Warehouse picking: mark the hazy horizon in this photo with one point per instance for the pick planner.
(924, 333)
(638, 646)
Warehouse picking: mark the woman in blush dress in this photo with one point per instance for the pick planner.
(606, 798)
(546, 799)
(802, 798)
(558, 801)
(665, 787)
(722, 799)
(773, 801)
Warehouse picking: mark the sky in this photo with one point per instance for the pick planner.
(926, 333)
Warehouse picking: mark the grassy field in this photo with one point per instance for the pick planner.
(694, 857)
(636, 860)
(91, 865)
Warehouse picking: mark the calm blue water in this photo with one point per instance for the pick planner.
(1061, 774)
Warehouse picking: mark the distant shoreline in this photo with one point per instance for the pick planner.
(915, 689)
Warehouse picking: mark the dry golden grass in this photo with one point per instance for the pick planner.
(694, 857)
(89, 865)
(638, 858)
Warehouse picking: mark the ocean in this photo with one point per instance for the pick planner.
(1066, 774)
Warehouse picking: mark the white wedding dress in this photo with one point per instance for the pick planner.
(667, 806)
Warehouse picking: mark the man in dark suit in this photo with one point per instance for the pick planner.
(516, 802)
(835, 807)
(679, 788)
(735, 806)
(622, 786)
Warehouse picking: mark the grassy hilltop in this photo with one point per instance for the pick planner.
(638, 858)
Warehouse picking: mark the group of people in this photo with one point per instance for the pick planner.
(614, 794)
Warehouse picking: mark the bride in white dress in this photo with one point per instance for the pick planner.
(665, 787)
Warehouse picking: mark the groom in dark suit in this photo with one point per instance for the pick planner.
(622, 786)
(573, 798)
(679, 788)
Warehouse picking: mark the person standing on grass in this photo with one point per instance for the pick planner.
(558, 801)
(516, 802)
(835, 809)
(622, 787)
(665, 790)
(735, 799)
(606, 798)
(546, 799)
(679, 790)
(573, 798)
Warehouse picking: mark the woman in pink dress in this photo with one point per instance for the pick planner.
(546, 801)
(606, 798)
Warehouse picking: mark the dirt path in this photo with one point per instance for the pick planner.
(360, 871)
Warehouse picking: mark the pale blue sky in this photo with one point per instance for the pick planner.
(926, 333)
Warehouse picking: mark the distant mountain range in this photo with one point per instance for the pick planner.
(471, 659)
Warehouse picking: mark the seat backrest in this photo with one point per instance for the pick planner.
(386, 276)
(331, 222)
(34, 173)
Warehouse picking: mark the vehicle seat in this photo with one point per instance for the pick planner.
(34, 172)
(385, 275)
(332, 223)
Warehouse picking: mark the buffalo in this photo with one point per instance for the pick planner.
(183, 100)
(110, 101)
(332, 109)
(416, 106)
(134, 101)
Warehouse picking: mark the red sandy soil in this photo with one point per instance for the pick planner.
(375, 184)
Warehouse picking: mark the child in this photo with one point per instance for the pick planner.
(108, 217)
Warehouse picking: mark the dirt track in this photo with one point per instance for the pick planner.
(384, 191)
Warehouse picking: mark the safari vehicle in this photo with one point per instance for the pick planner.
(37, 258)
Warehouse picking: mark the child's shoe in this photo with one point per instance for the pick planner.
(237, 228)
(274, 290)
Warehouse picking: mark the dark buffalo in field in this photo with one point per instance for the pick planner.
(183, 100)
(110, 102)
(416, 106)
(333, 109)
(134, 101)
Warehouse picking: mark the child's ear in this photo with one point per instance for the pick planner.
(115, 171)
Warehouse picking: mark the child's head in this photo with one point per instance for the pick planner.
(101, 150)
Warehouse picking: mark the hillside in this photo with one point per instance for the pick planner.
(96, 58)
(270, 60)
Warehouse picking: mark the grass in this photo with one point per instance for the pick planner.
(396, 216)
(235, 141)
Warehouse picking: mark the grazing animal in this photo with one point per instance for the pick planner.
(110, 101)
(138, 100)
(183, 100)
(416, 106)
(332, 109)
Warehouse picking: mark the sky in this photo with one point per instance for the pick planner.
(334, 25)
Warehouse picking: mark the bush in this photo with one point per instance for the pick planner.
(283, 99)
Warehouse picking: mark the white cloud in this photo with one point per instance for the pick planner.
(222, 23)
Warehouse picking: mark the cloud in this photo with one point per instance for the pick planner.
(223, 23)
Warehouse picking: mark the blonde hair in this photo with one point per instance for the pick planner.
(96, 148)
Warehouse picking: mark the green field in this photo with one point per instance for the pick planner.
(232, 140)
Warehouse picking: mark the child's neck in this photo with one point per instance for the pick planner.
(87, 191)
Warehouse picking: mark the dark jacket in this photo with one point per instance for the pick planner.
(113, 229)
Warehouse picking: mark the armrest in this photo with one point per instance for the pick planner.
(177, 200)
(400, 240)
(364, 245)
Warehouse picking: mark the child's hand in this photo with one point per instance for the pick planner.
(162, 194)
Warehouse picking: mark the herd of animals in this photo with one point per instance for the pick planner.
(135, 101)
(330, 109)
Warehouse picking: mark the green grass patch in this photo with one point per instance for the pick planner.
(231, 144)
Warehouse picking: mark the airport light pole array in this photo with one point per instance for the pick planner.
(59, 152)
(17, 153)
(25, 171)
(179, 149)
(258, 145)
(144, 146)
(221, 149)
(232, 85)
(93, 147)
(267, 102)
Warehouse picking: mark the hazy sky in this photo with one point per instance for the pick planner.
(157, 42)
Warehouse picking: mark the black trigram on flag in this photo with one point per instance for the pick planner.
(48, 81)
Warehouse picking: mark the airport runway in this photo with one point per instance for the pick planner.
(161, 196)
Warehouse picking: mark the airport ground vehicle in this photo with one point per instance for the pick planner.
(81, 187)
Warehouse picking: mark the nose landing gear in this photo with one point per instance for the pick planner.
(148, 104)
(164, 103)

· · · · · · ·

*EXERCISE INSTRUCTIONS*:
Revise the entries above by changing "pick planner" to "route planner" wherever it occurs, and leave everything else unchanged.

*TASK RESPONSE*:
Warehouse picking: mark the hazy horizon in this photo with one point per instance for the route planner.
(924, 333)
(638, 646)
Warehouse picking: mark the woman in blush dress in this photo with one point per instance for the route planner.
(606, 798)
(546, 799)
(802, 798)
(558, 801)
(665, 787)
(722, 799)
(773, 801)
Warehouse picking: mark the sky in this photo with one point per instance for the route planner.
(926, 333)
Warehouse picking: mark the grassy field in this photo with one point per instance for the route planner.
(694, 857)
(636, 860)
(91, 865)
Warehouse picking: mark the calm blue water in this photo with one point per instance for the route planner.
(1061, 774)
Warehouse picking: mark the distant shoreline in this photo with one point per instance for the route planner.
(915, 689)
Warehouse picking: mark the dry golden grass in this photo with one point per instance for the route planner.
(694, 857)
(89, 865)
(638, 858)
Warehouse picking: mark the ocean in this photo with one point per instance for the route planner.
(1066, 774)
Warehouse picking: mark the white wedding dress in this photo with one point per instance for the route planner.
(667, 806)
Warehouse picking: mark the man in dark suit in this photo with one point per instance for the route planner.
(516, 802)
(835, 807)
(679, 788)
(735, 806)
(622, 786)
Warehouse picking: mark the grassy hilltop in this photo with one point per instance for the route planner.
(638, 858)
Warehouse picking: mark the group of people in this photo with one point per instance for the route planner.
(614, 794)
Warehouse picking: mark the bride in white dress in this photo with one point per instance for the route planner.
(665, 787)
Warehouse picking: mark the groom in dark suit in this photo with one point per instance for the route planner.
(622, 786)
(573, 798)
(679, 788)
Warehouse picking: mark the person standing on grass in this photo with one point per instance for the route planner.
(558, 801)
(516, 802)
(835, 809)
(622, 787)
(665, 790)
(735, 799)
(606, 798)
(546, 799)
(679, 790)
(573, 798)
Warehouse picking: mark the woman in pink dress in this photo with one point per instance for the route planner.
(546, 801)
(606, 798)
Warehouse picking: mark the dirt path in this photo with one point per instance for the route planner.
(360, 871)
Warehouse picking: mark the pale blue sky in this photo with one point per instance for the route planner.
(926, 333)
Warehouse picking: mark the distant mountain range in this photo with one point per instance for the route planner.
(471, 659)
Warehouse picking: mark the seat backrest in this photo with one point per instance for the route planner.
(386, 276)
(331, 222)
(34, 173)
Warehouse picking: mark the vehicle seat in this photo with one point per instance for the route planner.
(34, 172)
(385, 275)
(332, 223)
Warehouse picking: mark the buffalo in this photo with one point per instance for the route planner.
(183, 100)
(110, 101)
(332, 109)
(416, 106)
(134, 101)
Warehouse picking: mark the red sandy soil in this photo with one point per instance for the route planner.
(375, 184)
Warehouse picking: mark the child in this photo with one point per instance for the route planner.
(108, 217)
Warehouse picking: mark the dirt track in this photo with one point per instance for the route planner.
(384, 191)
Warehouse picking: mark the safari vehicle in this photo with one point per instance for the route planner.
(37, 258)
Warehouse picking: mark the child's shoe in this photo with one point per instance for the route planner.
(237, 228)
(274, 290)
Warehouse picking: mark the dark buffalo in field in this photo with one point per instance for the route planner.
(183, 100)
(110, 102)
(416, 106)
(333, 109)
(134, 101)
Warehouse picking: mark the child's ear in this photo with one point per instance for the route planner.
(115, 171)
Warehouse picking: mark the child's head in this photo with one point per instance for the route planner.
(101, 150)
Warehouse picking: mark the hillside in this photo with one point per instance for the route planner.
(96, 58)
(270, 60)
Warehouse picking: mark the grass in this photo with one point per instance for the route planner.
(396, 216)
(235, 141)
Warehouse picking: mark the grazing animal in this photo with one point per instance for the route planner.
(110, 101)
(138, 100)
(183, 100)
(416, 106)
(332, 109)
Warehouse picking: mark the sky in this photo with one point per instance for the route planner.
(334, 25)
Warehouse picking: mark the bush in this photo with one point per instance for the route planner.
(283, 99)
Warehouse picking: mark the white cloud in this photo with one point per instance for the route planner.
(222, 23)
Warehouse picking: mark the cloud in this photo with one point per instance for the route planner.
(223, 23)
Warehouse picking: mark the blonde hair in this photo with one point per instance for the route planner.
(96, 148)
Warehouse picking: mark the green field in this photo with one point per instance for the route planner.
(232, 140)
Warehouse picking: mark the child's neck in this photo with one point per instance for the route planner.
(87, 191)
Warehouse picking: mark the dark jacket in this photo with one point per instance for the route planner.
(113, 229)
Warehouse picking: mark the armrest in this photo with one point per instance for the route planner.
(177, 200)
(400, 240)
(364, 245)
Warehouse picking: mark the child's hand in this photo with one point per instance for the route planner.
(162, 194)
Warehouse picking: mark the herd of animals in this photo with one point per instance for the route planner.
(135, 101)
(330, 109)
Warehouse picking: mark the green grass patch in this photo with one point per instance for the route planner.
(231, 144)
Warehouse picking: mark the airport light pole array in this photo with one point per instance for the route planner.
(59, 152)
(17, 153)
(25, 171)
(179, 149)
(258, 145)
(144, 146)
(221, 149)
(232, 85)
(93, 147)
(267, 102)
Warehouse picking: mark the hazy sky in this photo with one point per instance for the route planner.
(157, 42)
Warehouse picking: mark the black trigram on flag in this photo with one point per instance for the route planner.
(48, 81)
Warehouse picking: mark the airport runway in this photo with one point per instance for the route planner.
(161, 196)
Warehouse picking: mark the airport ground vehicle in this photo with one point per instance for the route planner.
(81, 187)
Warehouse picking: mark the nose landing gear in this photo with one point per instance for the route planner.
(148, 104)
(164, 103)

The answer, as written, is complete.